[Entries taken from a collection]
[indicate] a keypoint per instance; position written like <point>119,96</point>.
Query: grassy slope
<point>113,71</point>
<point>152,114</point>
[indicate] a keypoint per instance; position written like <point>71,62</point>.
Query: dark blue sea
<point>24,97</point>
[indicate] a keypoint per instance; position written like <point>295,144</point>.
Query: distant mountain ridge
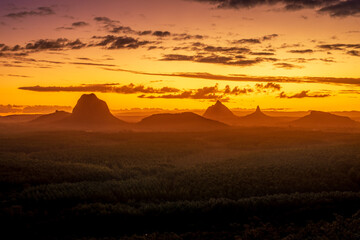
<point>186,121</point>
<point>320,120</point>
<point>91,113</point>
<point>220,112</point>
<point>50,118</point>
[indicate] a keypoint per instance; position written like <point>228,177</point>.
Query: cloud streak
<point>303,94</point>
<point>245,78</point>
<point>334,8</point>
<point>103,88</point>
<point>40,11</point>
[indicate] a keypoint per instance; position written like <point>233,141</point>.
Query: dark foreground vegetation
<point>238,184</point>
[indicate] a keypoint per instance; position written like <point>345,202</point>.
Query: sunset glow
<point>181,54</point>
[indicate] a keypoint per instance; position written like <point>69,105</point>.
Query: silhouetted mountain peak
<point>90,104</point>
<point>219,111</point>
<point>92,110</point>
<point>52,117</point>
<point>318,119</point>
<point>185,121</point>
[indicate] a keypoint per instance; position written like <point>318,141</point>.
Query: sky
<point>180,54</point>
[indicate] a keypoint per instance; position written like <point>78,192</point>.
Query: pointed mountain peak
<point>218,103</point>
<point>92,110</point>
<point>220,112</point>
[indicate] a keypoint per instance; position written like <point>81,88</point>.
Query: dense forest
<point>253,183</point>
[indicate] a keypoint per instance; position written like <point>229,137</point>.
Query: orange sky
<point>180,54</point>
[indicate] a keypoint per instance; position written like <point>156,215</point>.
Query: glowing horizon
<point>181,54</point>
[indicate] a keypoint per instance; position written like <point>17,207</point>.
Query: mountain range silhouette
<point>318,120</point>
<point>186,121</point>
<point>91,113</point>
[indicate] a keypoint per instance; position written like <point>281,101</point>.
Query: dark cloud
<point>335,8</point>
<point>248,40</point>
<point>114,42</point>
<point>301,51</point>
<point>185,36</point>
<point>216,59</point>
<point>15,75</point>
<point>287,65</point>
<point>343,8</point>
<point>80,24</point>
<point>262,53</point>
<point>58,44</point>
<point>107,21</point>
<point>93,64</point>
<point>354,53</point>
<point>32,109</point>
<point>255,40</point>
<point>177,57</point>
<point>246,78</point>
<point>269,86</point>
<point>161,34</point>
<point>227,50</point>
<point>338,46</point>
<point>40,11</point>
<point>205,93</point>
<point>103,88</point>
<point>303,94</point>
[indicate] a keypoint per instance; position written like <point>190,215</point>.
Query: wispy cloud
<point>303,94</point>
<point>40,11</point>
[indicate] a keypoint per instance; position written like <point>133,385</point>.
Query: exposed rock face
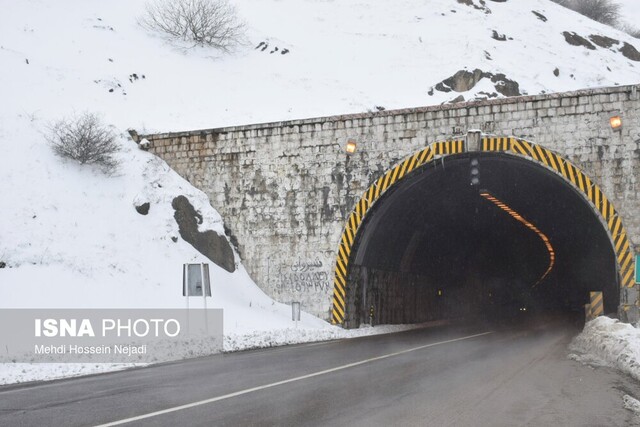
<point>630,52</point>
<point>603,41</point>
<point>482,6</point>
<point>576,40</point>
<point>627,50</point>
<point>143,209</point>
<point>539,16</point>
<point>464,80</point>
<point>208,243</point>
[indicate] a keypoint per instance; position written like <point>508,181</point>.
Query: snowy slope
<point>630,12</point>
<point>344,56</point>
<point>71,236</point>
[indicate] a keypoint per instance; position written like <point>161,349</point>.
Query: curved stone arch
<point>510,145</point>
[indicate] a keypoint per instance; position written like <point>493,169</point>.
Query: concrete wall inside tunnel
<point>286,189</point>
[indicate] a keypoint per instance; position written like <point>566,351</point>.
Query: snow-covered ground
<point>608,342</point>
<point>630,13</point>
<point>70,236</point>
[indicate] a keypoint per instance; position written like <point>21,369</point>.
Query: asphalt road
<point>454,376</point>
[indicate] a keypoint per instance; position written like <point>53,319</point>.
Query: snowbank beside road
<point>608,342</point>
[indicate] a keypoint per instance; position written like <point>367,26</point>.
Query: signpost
<point>295,312</point>
<point>196,282</point>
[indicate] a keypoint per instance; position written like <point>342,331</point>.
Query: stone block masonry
<point>285,189</point>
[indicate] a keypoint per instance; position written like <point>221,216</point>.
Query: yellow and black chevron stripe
<point>597,304</point>
<point>373,193</point>
<point>582,182</point>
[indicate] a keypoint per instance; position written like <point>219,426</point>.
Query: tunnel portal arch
<point>520,148</point>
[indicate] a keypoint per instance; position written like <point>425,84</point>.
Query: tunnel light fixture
<point>530,226</point>
<point>351,146</point>
<point>474,171</point>
<point>615,122</point>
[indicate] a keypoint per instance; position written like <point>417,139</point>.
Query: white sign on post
<point>196,283</point>
<point>295,312</point>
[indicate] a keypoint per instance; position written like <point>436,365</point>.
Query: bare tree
<point>86,140</point>
<point>603,11</point>
<point>212,23</point>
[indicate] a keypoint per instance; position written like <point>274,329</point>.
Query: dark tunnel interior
<point>432,247</point>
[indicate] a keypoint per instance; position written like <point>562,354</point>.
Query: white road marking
<point>290,380</point>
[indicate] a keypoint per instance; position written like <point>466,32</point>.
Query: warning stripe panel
<point>582,182</point>
<point>373,193</point>
<point>514,145</point>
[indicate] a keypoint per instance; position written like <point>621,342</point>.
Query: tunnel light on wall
<point>474,172</point>
<point>351,146</point>
<point>530,226</point>
<point>615,122</point>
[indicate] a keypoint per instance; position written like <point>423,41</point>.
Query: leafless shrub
<point>86,140</point>
<point>212,23</point>
<point>631,30</point>
<point>604,11</point>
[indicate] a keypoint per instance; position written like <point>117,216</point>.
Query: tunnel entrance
<point>522,241</point>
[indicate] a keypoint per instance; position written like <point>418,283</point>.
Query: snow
<point>632,404</point>
<point>608,342</point>
<point>70,234</point>
<point>630,12</point>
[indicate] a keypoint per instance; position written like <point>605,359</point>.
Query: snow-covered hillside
<point>343,56</point>
<point>70,236</point>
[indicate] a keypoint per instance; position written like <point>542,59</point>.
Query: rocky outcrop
<point>208,243</point>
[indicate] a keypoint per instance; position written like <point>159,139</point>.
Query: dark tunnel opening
<point>433,247</point>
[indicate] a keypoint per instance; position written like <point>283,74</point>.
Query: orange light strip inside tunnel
<point>518,217</point>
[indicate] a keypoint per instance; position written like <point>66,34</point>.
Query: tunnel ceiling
<point>436,224</point>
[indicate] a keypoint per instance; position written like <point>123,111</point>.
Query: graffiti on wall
<point>302,275</point>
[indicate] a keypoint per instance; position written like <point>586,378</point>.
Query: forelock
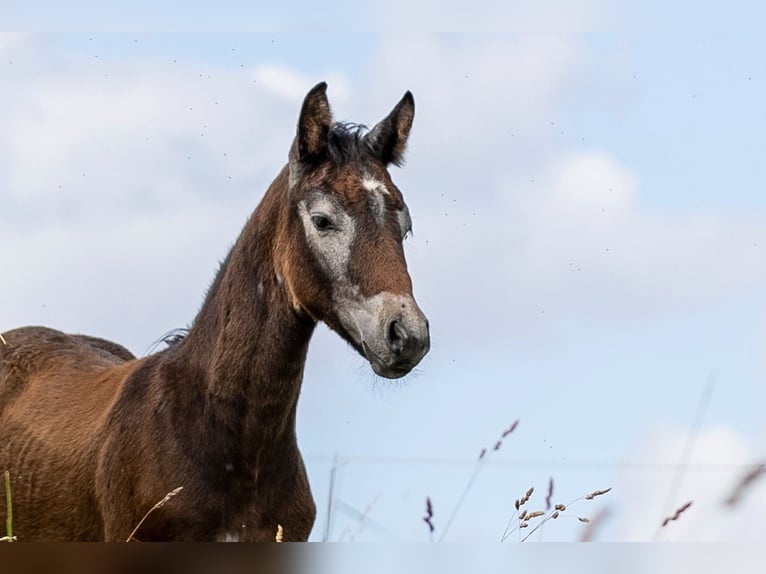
<point>346,144</point>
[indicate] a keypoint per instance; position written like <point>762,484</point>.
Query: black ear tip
<point>321,87</point>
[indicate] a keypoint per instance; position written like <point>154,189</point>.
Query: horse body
<point>94,437</point>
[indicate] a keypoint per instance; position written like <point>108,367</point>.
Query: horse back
<point>56,391</point>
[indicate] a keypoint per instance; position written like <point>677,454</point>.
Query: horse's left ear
<point>388,139</point>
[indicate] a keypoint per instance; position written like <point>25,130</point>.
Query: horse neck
<point>247,341</point>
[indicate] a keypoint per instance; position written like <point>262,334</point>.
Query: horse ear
<point>388,139</point>
<point>313,125</point>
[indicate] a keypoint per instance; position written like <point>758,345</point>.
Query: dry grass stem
<point>550,494</point>
<point>9,508</point>
<point>745,483</point>
<point>157,506</point>
<point>596,493</point>
<point>483,457</point>
<point>590,531</point>
<point>551,513</point>
<point>429,515</point>
<point>677,514</point>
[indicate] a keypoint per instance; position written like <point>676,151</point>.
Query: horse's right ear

DIRECTIVE. Lay out the records above as a numbered list, leaving out blank lines, covering only the stretch from the line containing "written like <point>508,181</point>." through the line containing "<point>286,189</point>".

EXERCISE SOLUTION.
1. [indicate] a keypoint per instance; position written like <point>508,181</point>.
2. Query: snowy slope
3. <point>630,12</point>
4. <point>344,56</point>
5. <point>71,236</point>
6. [indicate] a keypoint per instance; position written like <point>161,349</point>.
7. Query: curved stone arch
8. <point>510,145</point>
9. [indicate] a keypoint per instance; position written like <point>493,169</point>.
10. Query: concrete wall inside tunnel
11. <point>286,189</point>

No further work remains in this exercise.